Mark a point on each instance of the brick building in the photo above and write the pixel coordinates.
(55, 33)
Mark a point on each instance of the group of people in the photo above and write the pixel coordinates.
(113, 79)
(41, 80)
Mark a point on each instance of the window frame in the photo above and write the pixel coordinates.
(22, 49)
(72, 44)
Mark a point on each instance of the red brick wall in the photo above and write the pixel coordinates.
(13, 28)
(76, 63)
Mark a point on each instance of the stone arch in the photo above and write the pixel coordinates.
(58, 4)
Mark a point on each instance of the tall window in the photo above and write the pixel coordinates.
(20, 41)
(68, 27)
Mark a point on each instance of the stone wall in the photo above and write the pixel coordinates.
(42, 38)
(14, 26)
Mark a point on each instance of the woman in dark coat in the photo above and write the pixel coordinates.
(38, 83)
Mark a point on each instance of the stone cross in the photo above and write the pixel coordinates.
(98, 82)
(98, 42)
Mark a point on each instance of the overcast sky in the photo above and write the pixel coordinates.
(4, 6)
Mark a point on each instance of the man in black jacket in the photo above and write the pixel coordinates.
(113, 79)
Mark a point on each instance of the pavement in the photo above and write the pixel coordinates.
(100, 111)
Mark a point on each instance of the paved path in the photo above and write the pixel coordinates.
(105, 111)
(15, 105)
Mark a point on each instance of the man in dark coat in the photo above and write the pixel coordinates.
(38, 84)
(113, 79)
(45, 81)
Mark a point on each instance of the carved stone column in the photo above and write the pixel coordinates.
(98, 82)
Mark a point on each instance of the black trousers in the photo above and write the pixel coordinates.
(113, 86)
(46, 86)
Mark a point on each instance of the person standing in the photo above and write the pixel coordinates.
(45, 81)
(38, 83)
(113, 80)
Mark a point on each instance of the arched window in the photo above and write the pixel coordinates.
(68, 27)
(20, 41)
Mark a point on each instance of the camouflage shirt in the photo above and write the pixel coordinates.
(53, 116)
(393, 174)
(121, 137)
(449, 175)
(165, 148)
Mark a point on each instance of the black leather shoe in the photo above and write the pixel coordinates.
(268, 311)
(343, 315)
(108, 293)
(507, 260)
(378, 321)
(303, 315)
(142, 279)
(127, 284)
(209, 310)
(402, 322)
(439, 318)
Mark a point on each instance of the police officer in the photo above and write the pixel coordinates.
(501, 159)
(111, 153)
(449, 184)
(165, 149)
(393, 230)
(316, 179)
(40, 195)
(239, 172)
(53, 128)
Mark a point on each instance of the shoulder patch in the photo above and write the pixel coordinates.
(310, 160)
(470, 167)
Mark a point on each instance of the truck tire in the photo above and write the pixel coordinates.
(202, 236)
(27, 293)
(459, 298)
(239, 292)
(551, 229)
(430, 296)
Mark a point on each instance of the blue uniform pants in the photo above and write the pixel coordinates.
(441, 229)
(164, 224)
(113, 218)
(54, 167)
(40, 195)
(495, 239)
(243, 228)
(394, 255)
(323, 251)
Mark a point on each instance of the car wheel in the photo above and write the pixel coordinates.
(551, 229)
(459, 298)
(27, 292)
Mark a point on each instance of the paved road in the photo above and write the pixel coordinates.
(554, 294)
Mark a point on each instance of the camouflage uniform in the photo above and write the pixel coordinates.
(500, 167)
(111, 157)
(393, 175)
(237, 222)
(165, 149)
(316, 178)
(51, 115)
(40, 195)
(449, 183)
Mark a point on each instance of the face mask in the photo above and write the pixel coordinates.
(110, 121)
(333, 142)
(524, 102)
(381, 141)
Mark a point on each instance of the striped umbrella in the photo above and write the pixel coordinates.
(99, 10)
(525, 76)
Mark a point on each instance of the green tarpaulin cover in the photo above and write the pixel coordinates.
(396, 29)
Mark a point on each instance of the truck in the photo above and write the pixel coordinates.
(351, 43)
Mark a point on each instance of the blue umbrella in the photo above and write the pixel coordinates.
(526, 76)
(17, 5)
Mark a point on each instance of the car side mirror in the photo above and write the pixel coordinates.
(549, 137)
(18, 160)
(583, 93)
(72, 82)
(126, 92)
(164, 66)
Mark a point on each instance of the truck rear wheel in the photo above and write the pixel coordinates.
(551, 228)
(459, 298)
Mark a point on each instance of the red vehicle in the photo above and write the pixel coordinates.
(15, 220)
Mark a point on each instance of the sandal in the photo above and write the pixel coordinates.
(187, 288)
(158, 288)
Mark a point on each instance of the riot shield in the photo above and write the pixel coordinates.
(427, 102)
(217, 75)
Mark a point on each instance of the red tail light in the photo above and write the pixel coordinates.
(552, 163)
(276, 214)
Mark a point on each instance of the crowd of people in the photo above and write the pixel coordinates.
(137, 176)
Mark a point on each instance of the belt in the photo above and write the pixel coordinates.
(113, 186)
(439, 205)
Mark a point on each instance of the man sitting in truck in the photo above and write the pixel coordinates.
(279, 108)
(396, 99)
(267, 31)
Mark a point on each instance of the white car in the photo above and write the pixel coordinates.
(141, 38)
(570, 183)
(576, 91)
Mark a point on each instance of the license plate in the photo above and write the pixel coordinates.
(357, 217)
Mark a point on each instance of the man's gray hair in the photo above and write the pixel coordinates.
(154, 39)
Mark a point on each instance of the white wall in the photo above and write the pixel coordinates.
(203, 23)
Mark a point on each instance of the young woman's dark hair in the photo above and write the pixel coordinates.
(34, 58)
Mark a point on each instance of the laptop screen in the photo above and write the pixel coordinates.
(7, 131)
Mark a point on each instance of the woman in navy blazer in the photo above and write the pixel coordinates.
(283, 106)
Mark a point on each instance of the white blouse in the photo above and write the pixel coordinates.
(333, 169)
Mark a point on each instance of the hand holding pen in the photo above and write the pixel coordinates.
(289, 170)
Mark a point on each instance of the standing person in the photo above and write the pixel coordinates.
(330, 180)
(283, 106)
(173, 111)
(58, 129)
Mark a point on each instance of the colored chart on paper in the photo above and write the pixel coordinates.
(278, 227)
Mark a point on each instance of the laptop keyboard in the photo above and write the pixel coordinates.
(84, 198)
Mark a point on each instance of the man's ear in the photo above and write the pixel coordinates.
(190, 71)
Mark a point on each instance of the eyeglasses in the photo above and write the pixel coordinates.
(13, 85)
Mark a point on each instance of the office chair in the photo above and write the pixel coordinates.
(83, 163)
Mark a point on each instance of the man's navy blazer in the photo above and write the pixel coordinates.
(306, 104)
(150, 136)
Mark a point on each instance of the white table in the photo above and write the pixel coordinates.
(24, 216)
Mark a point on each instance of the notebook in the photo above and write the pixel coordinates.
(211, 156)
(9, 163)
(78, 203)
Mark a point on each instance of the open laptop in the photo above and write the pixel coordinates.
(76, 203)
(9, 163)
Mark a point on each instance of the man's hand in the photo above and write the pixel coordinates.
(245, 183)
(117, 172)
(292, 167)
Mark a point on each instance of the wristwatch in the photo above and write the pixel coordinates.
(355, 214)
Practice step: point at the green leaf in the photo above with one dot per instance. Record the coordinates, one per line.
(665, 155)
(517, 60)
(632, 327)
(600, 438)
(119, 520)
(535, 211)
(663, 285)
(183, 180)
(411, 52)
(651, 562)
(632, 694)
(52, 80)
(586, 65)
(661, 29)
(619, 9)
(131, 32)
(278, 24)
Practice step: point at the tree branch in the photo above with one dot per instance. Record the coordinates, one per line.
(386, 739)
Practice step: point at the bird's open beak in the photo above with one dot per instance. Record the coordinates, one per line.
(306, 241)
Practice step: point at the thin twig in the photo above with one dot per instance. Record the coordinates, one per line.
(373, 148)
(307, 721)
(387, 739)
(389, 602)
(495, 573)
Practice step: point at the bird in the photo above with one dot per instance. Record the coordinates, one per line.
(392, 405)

* Work item
Only an exact copy of the data above will do.

* Solved exercise
Mark a point on each instance of the brick building in the photo above and write the pixel coordinates.
(55, 33)
Mark a point on each instance of the group of people in the photo above and write the pixel coordinates.
(113, 79)
(41, 80)
Mark a point on each instance of the window frame in the photo above and write the pixel coordinates.
(22, 49)
(72, 44)
Mark a point on each instance of the red brick wall in the photo above and write the pixel coordinates.
(13, 28)
(76, 63)
Mark a point on each instance of the stone arch in the photo above and write the pixel coordinates.
(58, 4)
Mark a point on each instance of the tall window in the photo above and write the pixel coordinates.
(20, 41)
(68, 27)
Mark a point on each instance of the stone wall in the photo above and write the pixel coordinates.
(42, 38)
(14, 26)
Mark a point on each instance of the woman in dark coat in the photo above and write the pixel coordinates.
(38, 83)
Mark a point on each instance of the stone cross in the photo above and write the pixel coordinates.
(98, 82)
(98, 42)
Mark a point on each instance of the overcast sky in the photo above and write the pixel coordinates.
(4, 6)
Mark a point on each instance of the man in black jacket in the photo above and write the pixel coordinates.
(113, 79)
Mark a point on each instance of the pavement in the photo above and write the pixel coordinates.
(100, 111)
Mark a point on each instance of the paved path in the photo above and write the pixel coordinates.
(105, 111)
(15, 105)
Mark a point on each instance of the man in dark coat in the photo above and write the pixel coordinates.
(38, 84)
(113, 79)
(45, 81)
Mark a point on each instance of the carved stone column in the photo above and write the pixel coordinates.
(98, 82)
Mark a point on each instance of the black trousers in the photo above and write the pixel coordinates.
(113, 86)
(46, 86)
Mark a point on each instance of the person standing in the photo above and write the pixel coordinates.
(45, 81)
(38, 83)
(113, 80)
Mark a point on each instance of the arched window in the photo above and write the pixel coordinates.
(68, 27)
(20, 41)
Mark a point on each instance of the camouflage shirt in the photo above and write the pixel coordinates.
(53, 116)
(393, 174)
(121, 137)
(449, 175)
(165, 148)
Mark a point on each instance of the black leather shoe in the photo above and write the pixel coordinates.
(268, 311)
(343, 315)
(108, 293)
(507, 260)
(378, 321)
(303, 315)
(142, 279)
(127, 284)
(209, 310)
(402, 322)
(439, 318)
Mark a point on each instance of the police officer in the photo above and write the pixel coordinates.
(501, 159)
(111, 153)
(449, 184)
(165, 149)
(393, 230)
(316, 179)
(40, 195)
(239, 172)
(53, 128)
Mark a point on each instance of the shoulder patch in the photo above and write the pixel coordinates.
(310, 160)
(470, 167)
Mark a point on each instance of the truck tire in the photo above and write the pixel coordinates.
(202, 236)
(27, 293)
(459, 298)
(239, 292)
(551, 229)
(430, 296)
Mark a point on each instance of the blue uniform pants in the photo above and write the pixel coordinates.
(441, 229)
(164, 224)
(113, 218)
(54, 167)
(40, 195)
(495, 239)
(243, 228)
(394, 255)
(323, 251)
Mark a point on each instance of the car wheel in the photo above and write the pixel coordinates.
(551, 229)
(459, 298)
(27, 292)
Mark a point on each instance of the paved road in the photo above and write the pixel coordinates.
(554, 294)
Mark a point on each instance of the camouflage uniform in the photo above and write the pixel coordinates.
(500, 167)
(111, 157)
(393, 175)
(237, 222)
(165, 149)
(316, 178)
(51, 115)
(40, 195)
(449, 183)
Mark a point on each instance of the face mask in the photo above and write the pixel coordinates.
(110, 121)
(333, 142)
(524, 102)
(381, 141)
Mark a point on each instance of the striped umbrella in the photo above and write the pixel coordinates.
(99, 10)
(525, 76)
Mark a point on each instance of the green tarpaulin cover in the photo above and write the pixel coordinates.
(396, 29)
Mark a point on each instance of the truck in the photo above and write the pixel coordinates.
(351, 43)
Mark a point on each instance of the blue umbrella in the photo above and write the pixel coordinates.
(526, 76)
(17, 5)
Mark a point on each instance of the car side mirror in the photo above and write the pixel coordinates.
(549, 137)
(18, 160)
(583, 93)
(72, 82)
(126, 92)
(164, 66)
Mark a point on each instance of the truck rear wheel in the photo above and write the pixel coordinates.
(551, 228)
(459, 298)
Mark a point on each instance of the red vehicle in the photo above and write the pixel coordinates.
(15, 220)
Mark a point on each instance of the sandal in the photo above and write the pixel coordinates.
(187, 288)
(158, 288)
Mark a point on each instance of the riot shield in the photo above and write the pixel coordinates.
(427, 102)
(217, 75)
Mark a point on each instance of the red tail light in the photo above and write the pixel coordinates.
(552, 163)
(276, 214)
Mark a point on each instance of the crowd of people in the photo above and write the pixel coordinates.
(137, 176)
Mark a point on each instance of the belt in the photo above and write the pixel coordinates.
(113, 186)
(439, 205)
Mark a point on each instance of the man sitting in truck in the photo above and write the pixel coordinates.
(279, 108)
(396, 99)
(267, 31)
Mark a point on each instance of the white car in the photo above and write the pixel coordinates.
(141, 38)
(570, 183)
(576, 91)
Mark a point on each instance of the license plate in the photo above and write the pixel coordinates.
(357, 217)
Mark a point on each instance of the man's gray hair in the photo above and write the pixel coordinates.
(154, 39)
Mark a point on each instance of the white wall in the photo above and write the pixel coordinates.
(203, 23)
Mark a point on each instance of the young woman's dark hair in the photo above and write the pixel coordinates.
(34, 58)
Mark a point on each instance of the laptop screen in the photo above and write the pixel coordinates.
(7, 131)
Mark a point on each instance of the woman in navy blazer in the photo above and write the pixel coordinates.
(283, 106)
Mark a point on each instance of the white blouse in the photo above and write the pixel coordinates.
(333, 169)
Mark a point on each instance of the hand holding pen in the photo above and write the pixel coordinates.
(289, 170)
Mark a point on each instance of the standing person in the photo above and write the pixel coordinates.
(330, 180)
(283, 106)
(173, 111)
(58, 129)
Mark a point on each instance of the colored chart on paper in the photo above and write the pixel coordinates.
(278, 227)
Mark a point on each instance of the laptop keyboard in the photo above and write the pixel coordinates.
(84, 198)
Mark a point on each instance of the man's ear in the photo above and write the pixel coordinates.
(190, 71)
Mark a point on each instance of the eyeglasses in the photo above and write the pixel coordinates.
(13, 85)
Mark a point on each instance of the office chair in the photo above and write the pixel coordinates.
(83, 163)
Mark a point on each instance of the man's navy blazer in the photo above and write the pixel coordinates.
(306, 104)
(150, 136)
Mark a point on each instance of the white table in the photo above and write the pixel coordinates.
(24, 216)
Mark a point on each instance of the notebook in the photo above and write the pixel coordinates.
(211, 156)
(9, 163)
(78, 203)
Mark a point on each instance of the open laptop in the photo above and write the pixel coordinates.
(76, 203)
(9, 163)
Mark a point on each instance of the man's hand in the photo above and write the pixel coordinates.
(245, 183)
(117, 172)
(292, 167)
Mark a point on each instance of the wristwatch in the photo above and write the pixel coordinates.
(355, 214)
Practice step: point at the green leaf in the photo above with one dot per instance. Record the coordinates, one per line.
(665, 155)
(517, 60)
(632, 327)
(600, 438)
(119, 520)
(535, 211)
(663, 285)
(183, 180)
(411, 52)
(651, 562)
(632, 694)
(52, 80)
(586, 65)
(661, 29)
(619, 9)
(131, 32)
(278, 24)
Practice step: point at the tree branch in the photo above with one dot per instance. Record the coordinates, one per line.
(386, 739)
Practice step: point at the bird's open beak in the photo above with one dot per instance. Record the coordinates, one per line.
(306, 241)
Practice step: point at the thin twig in the photo above with one dot per instance. Record the coordinates, one per line.
(373, 148)
(307, 721)
(387, 739)
(389, 602)
(495, 573)
Practice step: point at the bird in the photo above with one dot per instance. Record the coordinates, one per line.
(392, 405)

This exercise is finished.